読解文:
----

次いで、この基板のBGAパッド及び測定スポット上に、無電解めっき法により、それぞれ、第1及び第2ニッケルめっき層を形成した。次いで、これら第1及び第2ニッケルめっき層上に、金めっき層を形成した。あるいは、これら第1及び第2ニッケルめっき層上に、パラジウムめっきと金との複層めっき層を形成した。測定スポットの径及び位置と、めっき条件とを表1にまとめる。
【0156】
【表1】
【0157】
次いで、測定スポットの表面の少なくとも一部の領域を除去して、第2ニッケルめっき層を露出させた。次いで、この測定スポット上に設けられた第2ニッケルめっき層における無電解ニッケルめっき由来の共析物の量を測定した。
【0158】
次いで、金めっき層上にはんだ層を形成した。
このときに用いた無電解ニッケルめっき液の組成、無電解パラジウムめっき液の組成、無電解金めっき液の組成、各めっき層の膜厚、ニッケルめっき層の露出方法、BGAパッドの径、はんだの組成、リフロー温度及び測定スポットの分析方法を表2にまとめる。
【0159】
【表2】
【0160】
次いで、この基板を用いてシェア試験を行った。
以上の実施例、比較例の結果を表3にまとめた。
【0161】
【表3】
【0162】
表3に示すように、条件2でニッケルめっき層を形成した実施例2、比較例4及び比較例5と、条件3でニッケルめっき層を形成した実施例3、比較例6及び比較例と、条件5でニッケルめっき層を形成した実施例5、比較例10及び比較例11において、その他の場合に比べてはんだ接合性が劣る結果が得られた。

----

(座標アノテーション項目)
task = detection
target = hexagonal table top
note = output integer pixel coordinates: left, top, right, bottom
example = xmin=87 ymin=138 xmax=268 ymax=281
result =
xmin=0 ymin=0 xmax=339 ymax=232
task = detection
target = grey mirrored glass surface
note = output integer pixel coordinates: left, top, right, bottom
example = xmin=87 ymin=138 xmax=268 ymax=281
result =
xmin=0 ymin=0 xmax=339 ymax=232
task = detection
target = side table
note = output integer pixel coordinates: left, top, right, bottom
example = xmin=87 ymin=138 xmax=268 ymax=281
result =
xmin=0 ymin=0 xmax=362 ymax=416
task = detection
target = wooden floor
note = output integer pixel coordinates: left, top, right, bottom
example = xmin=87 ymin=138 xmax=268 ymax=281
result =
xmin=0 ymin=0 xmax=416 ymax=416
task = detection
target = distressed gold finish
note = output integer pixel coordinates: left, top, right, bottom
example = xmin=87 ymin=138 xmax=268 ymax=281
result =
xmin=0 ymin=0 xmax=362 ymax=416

----

課題:
読解文にある「次いで、測定スポットの表面の少なくとも一部の領域を除去して、第2ニッケルめっき層を露出させた。」という一文を英語に翻訳してください。

結果:
Next, at least a portion of the surface of the measurement spot was removed to expose the second nickel plating layer.